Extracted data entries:
-------------------------

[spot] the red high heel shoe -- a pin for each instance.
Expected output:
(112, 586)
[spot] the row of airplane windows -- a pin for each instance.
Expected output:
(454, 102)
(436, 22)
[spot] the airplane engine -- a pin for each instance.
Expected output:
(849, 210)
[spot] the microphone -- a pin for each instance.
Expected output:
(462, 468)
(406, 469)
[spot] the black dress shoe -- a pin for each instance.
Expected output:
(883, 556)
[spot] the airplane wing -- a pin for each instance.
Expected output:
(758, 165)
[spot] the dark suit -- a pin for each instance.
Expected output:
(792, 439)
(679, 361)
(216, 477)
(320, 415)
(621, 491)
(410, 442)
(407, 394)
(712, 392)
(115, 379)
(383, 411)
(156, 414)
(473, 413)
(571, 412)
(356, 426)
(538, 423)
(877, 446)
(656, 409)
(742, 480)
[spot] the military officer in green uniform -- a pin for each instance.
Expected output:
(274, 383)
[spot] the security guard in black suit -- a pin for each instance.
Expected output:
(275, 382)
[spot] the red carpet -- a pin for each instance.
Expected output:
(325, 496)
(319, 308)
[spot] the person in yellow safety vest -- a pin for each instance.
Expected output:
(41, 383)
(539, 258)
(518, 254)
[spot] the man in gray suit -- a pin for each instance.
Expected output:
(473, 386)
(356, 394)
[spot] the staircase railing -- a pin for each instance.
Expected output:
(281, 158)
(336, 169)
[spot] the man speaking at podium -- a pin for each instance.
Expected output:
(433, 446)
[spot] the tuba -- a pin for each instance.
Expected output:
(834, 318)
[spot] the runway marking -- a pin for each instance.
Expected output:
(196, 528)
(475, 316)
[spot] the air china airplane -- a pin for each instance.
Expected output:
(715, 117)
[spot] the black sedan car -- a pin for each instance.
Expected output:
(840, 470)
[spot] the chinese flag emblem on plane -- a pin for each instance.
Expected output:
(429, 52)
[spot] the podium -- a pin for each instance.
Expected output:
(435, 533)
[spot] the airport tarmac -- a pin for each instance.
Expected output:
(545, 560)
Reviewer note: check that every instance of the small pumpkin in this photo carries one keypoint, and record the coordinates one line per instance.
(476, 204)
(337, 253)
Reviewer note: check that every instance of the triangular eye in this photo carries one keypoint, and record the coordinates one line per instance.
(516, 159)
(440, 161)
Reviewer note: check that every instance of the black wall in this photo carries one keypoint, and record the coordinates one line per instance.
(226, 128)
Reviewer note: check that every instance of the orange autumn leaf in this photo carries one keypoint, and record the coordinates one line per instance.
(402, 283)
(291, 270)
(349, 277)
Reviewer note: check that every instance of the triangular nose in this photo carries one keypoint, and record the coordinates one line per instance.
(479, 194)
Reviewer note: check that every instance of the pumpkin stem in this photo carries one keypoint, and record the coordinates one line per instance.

-------------------------

> Problem: The entries above hold a line with "[spot] the airplane wing" and a later line with "[spot] the tuba -- a pin for each instance.". Write out exactly those lines and all lines between, nothing more.

> Written response:
[spot] the airplane wing -- a pin for each instance.
Expected output:
(758, 165)
[spot] the dark suit -- a pin for each instance.
Expected output:
(792, 439)
(679, 361)
(216, 477)
(320, 415)
(621, 491)
(410, 442)
(407, 394)
(712, 392)
(115, 379)
(383, 411)
(156, 414)
(473, 413)
(571, 412)
(356, 426)
(538, 423)
(877, 446)
(656, 409)
(742, 480)
[spot] the military officer in green uniform -- a pin for each instance.
Expected output:
(274, 383)
[spot] the security guard in black suit -- a pin for each instance.
Expected output:
(275, 382)
[spot] the red carpet -- a pin for each instance.
Expected output:
(325, 496)
(319, 308)
[spot] the person in yellow safety vest -- a pin for each instance.
Expected output:
(41, 383)
(539, 258)
(518, 254)
[spot] the man in gray suit -- a pin for each instance.
Expected output:
(473, 386)
(356, 394)
[spot] the staircase railing -- a pin for each instance.
Expected output:
(281, 158)
(336, 169)
[spot] the man speaking at podium -- a pin for each instance.
Expected output:
(433, 446)
[spot] the tuba -- a pin for each instance.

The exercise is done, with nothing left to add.